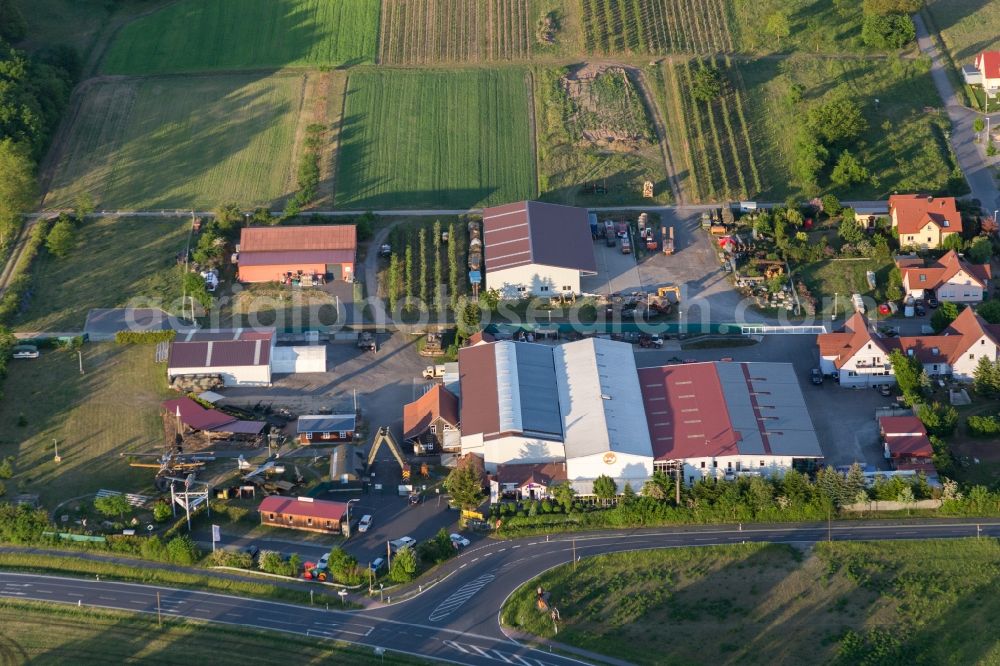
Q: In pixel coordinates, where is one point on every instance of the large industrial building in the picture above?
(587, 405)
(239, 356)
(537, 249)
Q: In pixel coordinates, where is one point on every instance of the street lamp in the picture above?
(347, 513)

--

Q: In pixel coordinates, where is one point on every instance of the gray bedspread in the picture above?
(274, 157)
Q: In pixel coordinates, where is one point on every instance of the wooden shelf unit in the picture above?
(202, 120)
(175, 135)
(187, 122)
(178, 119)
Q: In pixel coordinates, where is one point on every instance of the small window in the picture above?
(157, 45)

**GIVEN EXERCISE:**
Gather all lines of the listing above that contain the word "every".

**RESPONSE:**
Q: In pixel coordinates, where is one point on every instance of the large industrial building in the picture above?
Q: In pixel coordinates, where is one point on every instance of the street lamp in the picture above?
Q: In pixel coordinates, where is one point on every instance of the gray bedspread in the picture above?
Q: In pixel coordinates, where is one point on every instance of the wooden shelf unit in the picture above?
Q: In pixel coordinates, where is one point on every instance of the small window in the picture above?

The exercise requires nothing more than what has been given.